- EXERCISE DIRECTIONS -
All of the data is to be written out again exactly, without the pictures.

Photo-based referring expression data:
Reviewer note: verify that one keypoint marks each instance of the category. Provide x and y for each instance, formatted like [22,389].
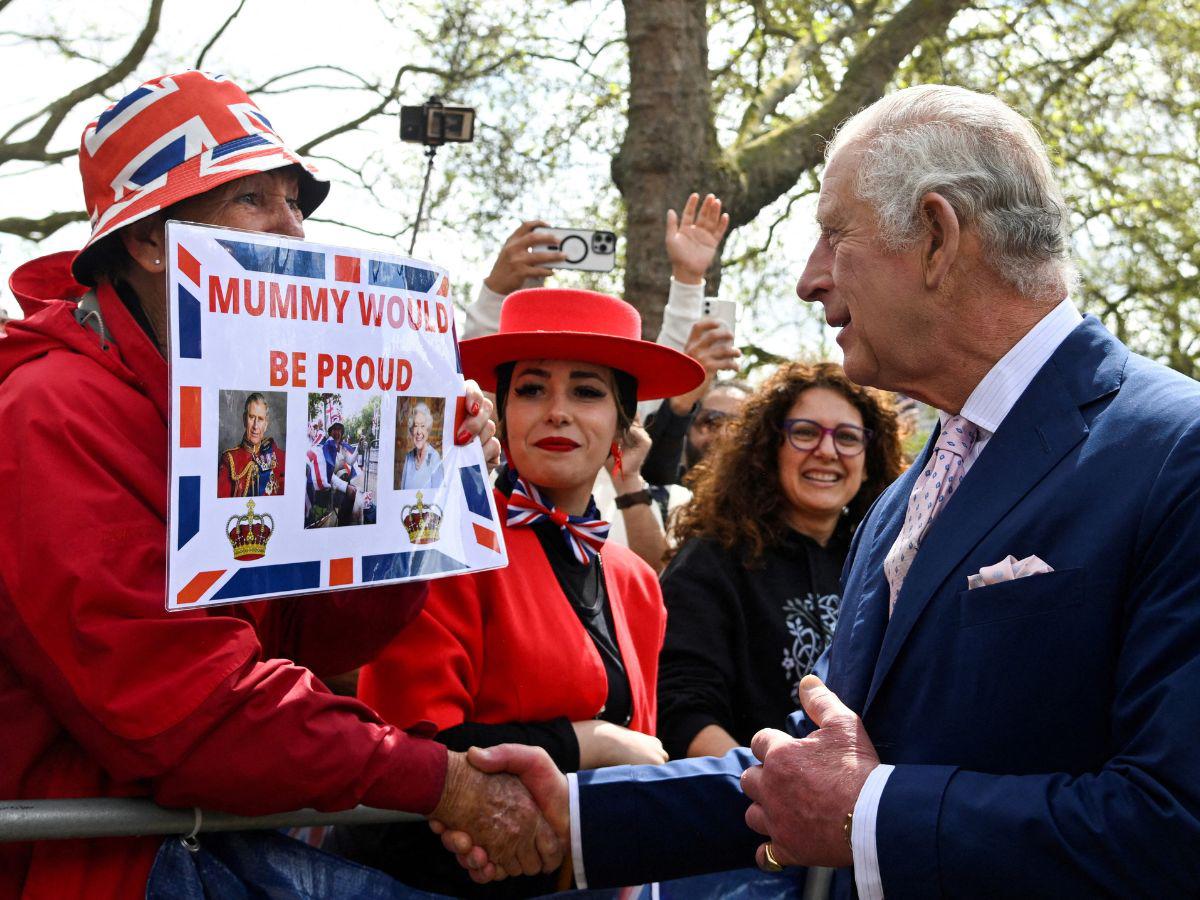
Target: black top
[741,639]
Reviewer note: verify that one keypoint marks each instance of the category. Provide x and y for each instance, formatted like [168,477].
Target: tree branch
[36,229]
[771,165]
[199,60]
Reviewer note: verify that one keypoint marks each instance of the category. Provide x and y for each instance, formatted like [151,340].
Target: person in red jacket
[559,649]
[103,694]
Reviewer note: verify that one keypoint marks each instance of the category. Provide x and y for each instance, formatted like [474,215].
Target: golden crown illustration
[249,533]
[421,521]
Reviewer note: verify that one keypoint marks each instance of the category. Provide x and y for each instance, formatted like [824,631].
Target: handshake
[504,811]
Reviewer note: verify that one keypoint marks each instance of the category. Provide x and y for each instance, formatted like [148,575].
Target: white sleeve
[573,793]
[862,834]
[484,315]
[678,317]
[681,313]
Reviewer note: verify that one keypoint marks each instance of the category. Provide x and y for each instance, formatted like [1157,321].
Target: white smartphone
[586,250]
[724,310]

- RESPONSE AREA -
Reviewer note: verify that one keypoint marks each instance of the category. Provide x and y for each instance, formatted like [22,389].
Target: black top
[741,639]
Reviewer note: verify that one keypoint marks each instance of the category. Provide x and y for each instance, formatted like [168,477].
Target: tree branch
[36,229]
[771,165]
[199,60]
Reviewer note: verify that one keypoint marks each instance of the category. Provide x and y for each instance, formatted like [151,340].
Target: person in red jacket
[559,649]
[103,694]
Reviewer note: verify that one keypoint marks each instance of the category. Provide x and y for each instance, formatted like [474,215].
Target: golden crown illustration
[249,533]
[421,521]
Reviewer note: verify that one keypoint marks each instance of the category. Provide x and y for each instance, formatted like [824,631].
Target: handshake
[504,811]
Reviewer note: verify that one keypoint marks each instance of the category. Provide x and y for each instance, formatted like [148,575].
Target: white sleeve
[573,793]
[862,834]
[484,315]
[678,317]
[681,313]
Reviewer note: verify that one keypoint marks each instance of the category. Provide x and y for each instance, formatted like [1157,321].
Target: white smartphone
[586,250]
[724,310]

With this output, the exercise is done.